**ESTRATTO DEL TESTO:**
▬▬▬▬▬▬▬▬▬▬

Negli uffici pubblici, nei ministeri e negli enti locali, comunque, sia a livello centrale, sia in periferia, negli ultimi dieci anni c’è stata una costante crescita della presenza femminile. E oggi il 53,4% degli impiegati della pubblica amministrazione sono infatti donne. La parità, alla base della piramide, è stata dunque superata. Fra i colletti bianchi, però, la presenza rosa diminuisce velocemente salendo di grado. Le donne che ricoprono cariche dirigenziali di primo livello nei ministeri sono solo il 14,5%. Stessa situazione per gli organi periferici dello Stato: le donne prefetto titolari di prefettura sono appena il 9,7% del totale. E fra i questori titolari di sede non c’è una sola donna. «Purtroppo l’ambiente della polizia, nonostante ci siano tantissime bravissime donne, resta molto maschile e maschilista», osserva la Cgil. L’unica eccezione è nelle sovrintendenze ai beni archeologici: qui le donne hanno raggiunto la sospirata parità nelle posizioni dirigenziali (50%).

▬▬▬▬▬▬▬▬▬▬

**ISTRUZIONI DEL COMPITO:** Nel testo sulle donne nella pubblica amministrazione, in quale ambito le donne hanno raggiunto la parità nelle posizioni dirigenziali? I record non sono necessari.

[Dati di puntamento per espressioni referenziali]

▬▬▬▬▬▬▬▬▬▬

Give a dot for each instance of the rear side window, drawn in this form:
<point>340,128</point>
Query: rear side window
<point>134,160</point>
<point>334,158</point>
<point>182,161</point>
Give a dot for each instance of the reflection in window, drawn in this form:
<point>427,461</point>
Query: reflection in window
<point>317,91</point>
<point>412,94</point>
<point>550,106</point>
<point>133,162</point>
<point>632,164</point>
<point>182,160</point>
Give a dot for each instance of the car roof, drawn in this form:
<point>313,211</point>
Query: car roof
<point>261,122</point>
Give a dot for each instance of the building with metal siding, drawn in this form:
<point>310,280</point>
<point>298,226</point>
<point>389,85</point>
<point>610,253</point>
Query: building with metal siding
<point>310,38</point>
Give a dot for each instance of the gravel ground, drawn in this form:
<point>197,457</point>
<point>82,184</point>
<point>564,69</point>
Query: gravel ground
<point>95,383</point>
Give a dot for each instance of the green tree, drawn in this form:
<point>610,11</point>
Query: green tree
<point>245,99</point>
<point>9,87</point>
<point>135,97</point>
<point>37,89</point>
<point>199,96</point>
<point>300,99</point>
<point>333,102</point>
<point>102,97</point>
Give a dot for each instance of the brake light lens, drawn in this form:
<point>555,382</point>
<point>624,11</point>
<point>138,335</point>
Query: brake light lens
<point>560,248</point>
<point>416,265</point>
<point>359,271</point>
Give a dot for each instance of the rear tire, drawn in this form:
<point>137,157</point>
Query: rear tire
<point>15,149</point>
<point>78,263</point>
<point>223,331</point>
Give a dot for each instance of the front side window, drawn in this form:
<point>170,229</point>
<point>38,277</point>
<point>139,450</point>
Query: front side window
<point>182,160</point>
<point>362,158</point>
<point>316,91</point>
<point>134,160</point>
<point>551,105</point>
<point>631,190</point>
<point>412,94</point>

▬▬▬▬▬▬▬▬▬▬

**SOLUZIONE DEL PROBLEMA:** Nelle sovrintendenze ai beni archeologici, dove occupano il 50% delle posizioni dirigenziali.